Entries from a box labeling dataset:

-.-.-

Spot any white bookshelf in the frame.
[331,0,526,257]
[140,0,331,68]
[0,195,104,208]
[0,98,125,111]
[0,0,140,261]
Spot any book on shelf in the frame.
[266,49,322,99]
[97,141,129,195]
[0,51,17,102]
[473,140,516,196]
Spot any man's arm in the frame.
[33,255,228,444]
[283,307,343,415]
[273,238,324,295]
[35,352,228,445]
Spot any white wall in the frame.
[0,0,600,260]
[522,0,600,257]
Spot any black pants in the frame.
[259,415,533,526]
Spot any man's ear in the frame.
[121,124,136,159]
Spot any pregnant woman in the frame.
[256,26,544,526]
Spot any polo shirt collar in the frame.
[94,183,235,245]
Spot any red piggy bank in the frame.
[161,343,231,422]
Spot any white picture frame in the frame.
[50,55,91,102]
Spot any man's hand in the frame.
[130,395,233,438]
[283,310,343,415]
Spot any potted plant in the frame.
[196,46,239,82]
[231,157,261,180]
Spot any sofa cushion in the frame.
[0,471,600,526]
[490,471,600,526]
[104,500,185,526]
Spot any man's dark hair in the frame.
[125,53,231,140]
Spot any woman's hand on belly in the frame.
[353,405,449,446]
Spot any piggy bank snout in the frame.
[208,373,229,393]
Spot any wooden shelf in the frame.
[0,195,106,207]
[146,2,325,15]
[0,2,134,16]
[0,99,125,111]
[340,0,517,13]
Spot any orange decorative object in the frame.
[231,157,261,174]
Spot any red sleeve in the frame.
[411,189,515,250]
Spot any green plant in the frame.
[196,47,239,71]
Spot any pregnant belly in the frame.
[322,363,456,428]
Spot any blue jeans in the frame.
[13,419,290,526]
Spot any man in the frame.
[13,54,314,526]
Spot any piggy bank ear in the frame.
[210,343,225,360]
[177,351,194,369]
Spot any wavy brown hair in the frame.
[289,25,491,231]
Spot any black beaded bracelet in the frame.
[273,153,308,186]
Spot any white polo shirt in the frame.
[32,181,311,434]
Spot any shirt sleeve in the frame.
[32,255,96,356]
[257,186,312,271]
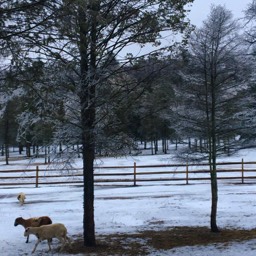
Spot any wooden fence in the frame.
[0,160,256,187]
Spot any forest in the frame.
[0,0,256,245]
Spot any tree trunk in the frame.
[79,1,99,246]
[211,164,219,232]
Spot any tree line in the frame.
[0,0,256,249]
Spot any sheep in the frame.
[14,216,52,243]
[17,192,26,205]
[24,223,70,253]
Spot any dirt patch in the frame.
[62,227,256,256]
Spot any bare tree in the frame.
[175,6,250,232]
[2,0,193,246]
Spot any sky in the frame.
[0,147,256,256]
[189,0,253,27]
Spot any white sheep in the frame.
[17,192,26,205]
[24,223,70,253]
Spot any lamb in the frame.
[14,216,52,243]
[17,192,26,205]
[24,223,70,253]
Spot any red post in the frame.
[133,162,136,186]
[36,165,39,188]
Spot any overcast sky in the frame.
[189,0,253,27]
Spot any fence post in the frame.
[186,161,188,185]
[242,158,244,184]
[36,165,39,188]
[133,162,136,186]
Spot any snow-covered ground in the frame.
[0,151,256,256]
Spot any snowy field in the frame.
[0,151,256,256]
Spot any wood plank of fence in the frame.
[0,159,256,187]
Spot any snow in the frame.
[0,150,256,256]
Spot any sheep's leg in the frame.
[58,237,66,251]
[47,239,52,252]
[32,239,41,253]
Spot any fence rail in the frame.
[0,159,256,187]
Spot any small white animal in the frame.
[17,192,26,205]
[24,223,70,253]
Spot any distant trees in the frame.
[174,6,251,232]
[0,0,193,246]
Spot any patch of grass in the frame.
[65,227,256,256]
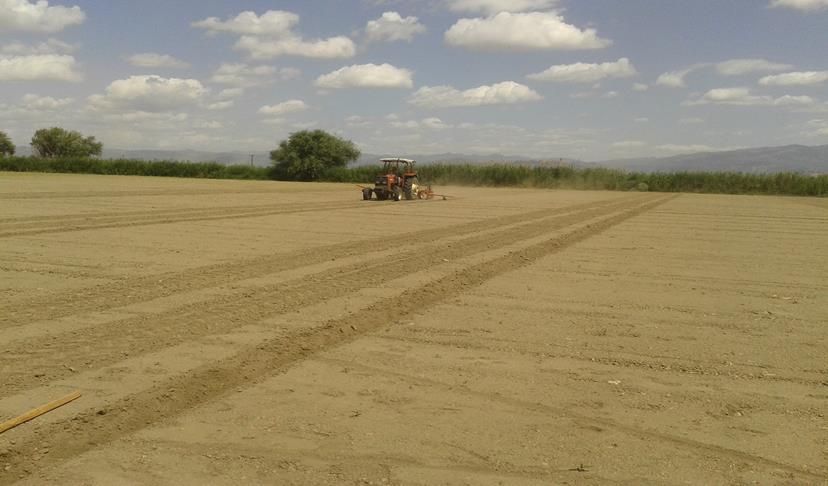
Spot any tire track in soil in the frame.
[0,196,672,482]
[0,201,351,224]
[0,202,364,238]
[383,334,824,387]
[0,194,625,329]
[317,358,828,484]
[0,197,651,397]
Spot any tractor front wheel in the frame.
[403,176,417,201]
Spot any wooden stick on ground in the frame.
[0,391,81,434]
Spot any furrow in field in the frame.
[0,194,622,328]
[0,194,650,396]
[0,201,351,224]
[322,358,826,484]
[0,198,671,482]
[0,196,362,238]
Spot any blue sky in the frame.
[0,0,828,160]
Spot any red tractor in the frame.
[362,158,424,201]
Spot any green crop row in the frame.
[0,157,828,196]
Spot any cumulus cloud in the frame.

-.-.-

**Requirements**
Could you rewrite the lines from the one containing "Spot any blue jeans in the frame." through the one containing "[273,153,308,186]", swapping "piggy bank" for "coin bank" and leaving everything else as it is?

**Result**
Spot any blue jeans in the frame.
[13,419,290,526]
Spot any man in the frame.
[13,54,314,526]
Spot any coin bank ear in the frame.
[210,343,225,360]
[177,351,194,369]
Spot any wavy brown hair in the frame.
[289,25,491,231]
Spot any black beaded bracelet in the frame.
[273,153,308,186]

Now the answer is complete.